Start Document segment

This is a continuation of the previous post. If you didn’t read it, please go ahead and read at least until the TL;DR section. In summary, various web services perform TLS fingerprinting to identify whether you run a real browser like Chrome or Firefox or whether it is a tool like curl or a Python script. I created curl-impersonate, a modified version of curl that performs TLS handshakes which are identical to Firefox’s, thereby tricking said services to believe it is a real browser.

After uploading the repository I posted it to Hacker News. On the thread someone suggested that

They should really be impersonating Chrome. If this takes off, Firefox has such a small user share that I could see sites just banning Firefox altogether, like they do with Tor

Challenge accepted!

TL;DR

  • I re-compiled curl with BoringSSL, Chrome’s TLS library.
  • I tweaked curl’s TLS code to perform a similar TLS handshake to Chrome, enabling some Google-specific TLS extensions on the way.
  • This still being detected by TLS fingerprinters, I had to dive deeper into the encrypted session.
  • Two small but crucial differences in the HTTP/2 frames revealed further how those fingerprinters work.
  • I then patched the HTTP/2 code as well to impersonate Chrome.
  • You can find the updated curl-impersonate, with full Chrome 98 impersonation, in the GitHub repository.

Let’s look at the details.

Using BoringSSL

The first part of impersonating a browser is using the same TLS library. Otherwise you are going to hit a wall of missing features and varying implementations as we shall see below. For Firefox I used NSS as mentioned in the previous post. Chrome uses BoringSSL, described as “a fork of OpenSSL that is designed to meet Google’s needs.”. At first, looking at Curl’s list of SSL libraries, I didn’t find BoringSSL and concluded that it was not supported. But it really is supported. You just replace OpenSSL with BoringSSL at build time and it works:

./configure --with-openssl=/path/to/boringssl

The full build procedure is in the Dockerfile.

The Client Hello message

The first message sent by TLS clients is called Client Hello. It contains a list of parameters and extensions, all of which can be used to fingerprint the client. For example, the ja3 method calculates a hash of some of them to create a unique fingerprint for each client. Our goal here is to match curl’s Client Hello and make it completely identical to Chrome’s. Here’s the important part of Chrome’s Client Hello message (Chrome 98, Windows 10, non-incognito):

Handshake Protocol: Client Hello
    Handshake Type: Client Hello (1)
    Length: 508
    Version: TLS 1.2 (0x0303)
    Random: b46aad...
    Session ID Length: 32
    Session ID: 74c03b...
    Cipher Suites Length: 32
    Cipher Suites (16 suites)
    Compression Methods Length: 1
    Compression Methods (1 method)
    Extensions Length: 403
    Extension: Reserved (GREASE) (len=0)
    Extension: server_name (len=17)

End Document segment
Start Available data

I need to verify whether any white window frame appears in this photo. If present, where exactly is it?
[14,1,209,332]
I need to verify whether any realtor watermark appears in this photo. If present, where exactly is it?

End Available data

[What is expected]: Can you update the part of the curl-impersonate post that opens with "They should really" and closes with "on the way." by changing "Firefox" to "Safari"?

[Complete output]:
They should really be impersonating Chrome. If this takes off, Safari has such a small user share that I could see sites just banning Safari altogether, like they do with Tor

Challenge accepted!

TL;DR

  • I re-compiled curl with BoringSSL, Chrome’s TLS library.
  • I tweaked curl’s TLS code to perform a similar TLS handshake to Chrome, enabling some Google-specific TLS extensions on the way.